Data entries
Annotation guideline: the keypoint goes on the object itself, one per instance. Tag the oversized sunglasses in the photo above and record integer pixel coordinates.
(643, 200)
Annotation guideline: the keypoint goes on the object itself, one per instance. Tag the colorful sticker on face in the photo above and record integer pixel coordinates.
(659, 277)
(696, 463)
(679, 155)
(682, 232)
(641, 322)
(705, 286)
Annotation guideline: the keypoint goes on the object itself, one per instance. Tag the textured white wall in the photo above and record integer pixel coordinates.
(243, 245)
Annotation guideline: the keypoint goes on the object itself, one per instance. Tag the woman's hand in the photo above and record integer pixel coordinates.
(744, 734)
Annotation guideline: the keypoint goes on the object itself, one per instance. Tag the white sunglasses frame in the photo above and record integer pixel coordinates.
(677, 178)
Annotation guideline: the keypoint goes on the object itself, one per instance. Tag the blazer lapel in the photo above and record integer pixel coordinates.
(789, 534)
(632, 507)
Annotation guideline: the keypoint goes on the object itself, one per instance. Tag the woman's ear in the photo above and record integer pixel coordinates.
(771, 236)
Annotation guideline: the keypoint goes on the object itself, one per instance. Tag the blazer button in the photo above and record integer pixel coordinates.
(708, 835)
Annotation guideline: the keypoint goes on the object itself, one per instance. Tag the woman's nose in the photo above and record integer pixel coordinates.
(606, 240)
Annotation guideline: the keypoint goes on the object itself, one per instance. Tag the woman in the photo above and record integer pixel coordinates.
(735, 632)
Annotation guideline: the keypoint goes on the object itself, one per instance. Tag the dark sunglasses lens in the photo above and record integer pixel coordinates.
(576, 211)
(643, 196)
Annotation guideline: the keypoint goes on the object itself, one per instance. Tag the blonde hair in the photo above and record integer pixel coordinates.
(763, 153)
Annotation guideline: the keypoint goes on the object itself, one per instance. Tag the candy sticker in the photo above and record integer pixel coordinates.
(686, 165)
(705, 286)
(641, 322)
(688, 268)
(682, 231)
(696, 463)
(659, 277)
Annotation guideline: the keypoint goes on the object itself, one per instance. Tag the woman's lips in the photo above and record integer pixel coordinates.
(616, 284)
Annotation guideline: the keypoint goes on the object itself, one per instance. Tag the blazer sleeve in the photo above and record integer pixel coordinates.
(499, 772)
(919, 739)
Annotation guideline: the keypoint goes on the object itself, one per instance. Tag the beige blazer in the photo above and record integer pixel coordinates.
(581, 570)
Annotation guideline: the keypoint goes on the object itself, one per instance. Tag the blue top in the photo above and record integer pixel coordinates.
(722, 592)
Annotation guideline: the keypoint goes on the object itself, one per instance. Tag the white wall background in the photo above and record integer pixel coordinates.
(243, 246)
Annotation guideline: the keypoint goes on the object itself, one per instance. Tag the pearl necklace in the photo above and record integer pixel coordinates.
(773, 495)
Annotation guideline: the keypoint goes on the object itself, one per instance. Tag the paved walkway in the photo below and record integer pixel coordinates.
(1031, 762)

...

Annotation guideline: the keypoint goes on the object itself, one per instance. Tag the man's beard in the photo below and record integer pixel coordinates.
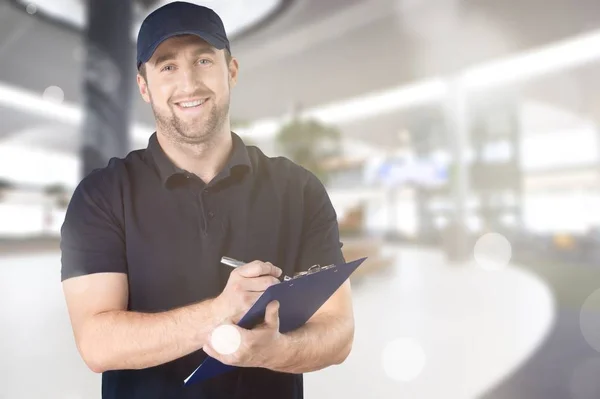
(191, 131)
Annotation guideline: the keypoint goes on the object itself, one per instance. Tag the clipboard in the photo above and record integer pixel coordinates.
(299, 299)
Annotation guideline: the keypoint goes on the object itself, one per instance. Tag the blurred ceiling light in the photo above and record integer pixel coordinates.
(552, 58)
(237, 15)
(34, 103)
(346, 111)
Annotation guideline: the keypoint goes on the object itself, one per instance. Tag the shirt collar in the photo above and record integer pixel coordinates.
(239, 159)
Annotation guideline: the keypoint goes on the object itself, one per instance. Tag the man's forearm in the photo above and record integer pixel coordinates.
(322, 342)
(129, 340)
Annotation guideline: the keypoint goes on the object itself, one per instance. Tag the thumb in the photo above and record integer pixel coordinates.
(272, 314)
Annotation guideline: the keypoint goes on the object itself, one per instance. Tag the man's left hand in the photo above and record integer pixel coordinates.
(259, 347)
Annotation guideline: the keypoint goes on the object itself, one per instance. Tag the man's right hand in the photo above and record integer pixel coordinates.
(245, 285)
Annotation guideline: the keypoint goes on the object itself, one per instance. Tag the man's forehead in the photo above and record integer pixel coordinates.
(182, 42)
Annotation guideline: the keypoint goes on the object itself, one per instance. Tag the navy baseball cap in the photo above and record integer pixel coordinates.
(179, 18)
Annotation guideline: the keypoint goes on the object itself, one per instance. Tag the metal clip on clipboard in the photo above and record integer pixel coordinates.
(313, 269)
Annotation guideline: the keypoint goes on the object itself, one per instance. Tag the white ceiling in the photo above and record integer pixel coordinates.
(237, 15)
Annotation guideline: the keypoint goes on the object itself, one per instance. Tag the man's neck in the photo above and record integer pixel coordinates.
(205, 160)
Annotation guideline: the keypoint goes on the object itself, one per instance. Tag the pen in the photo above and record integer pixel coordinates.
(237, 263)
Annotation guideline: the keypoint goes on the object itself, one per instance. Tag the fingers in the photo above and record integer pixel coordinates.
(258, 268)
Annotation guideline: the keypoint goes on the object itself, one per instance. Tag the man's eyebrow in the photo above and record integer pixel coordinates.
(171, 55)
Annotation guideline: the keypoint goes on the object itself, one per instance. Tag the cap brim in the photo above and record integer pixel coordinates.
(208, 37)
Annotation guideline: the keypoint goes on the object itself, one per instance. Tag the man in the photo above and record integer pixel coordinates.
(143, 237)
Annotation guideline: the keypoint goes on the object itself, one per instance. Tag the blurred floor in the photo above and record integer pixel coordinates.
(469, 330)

— WORK TO COMPLETE —
Please pick out every line in the data above that contains the word "blue", and copy each one in full.

— RESULT FOR THIS EXERCISE —
Annotation guideline: the keypoint goes on the object itself, one per instance. Tag the blue top in the photo above and record integer pixel coordinates.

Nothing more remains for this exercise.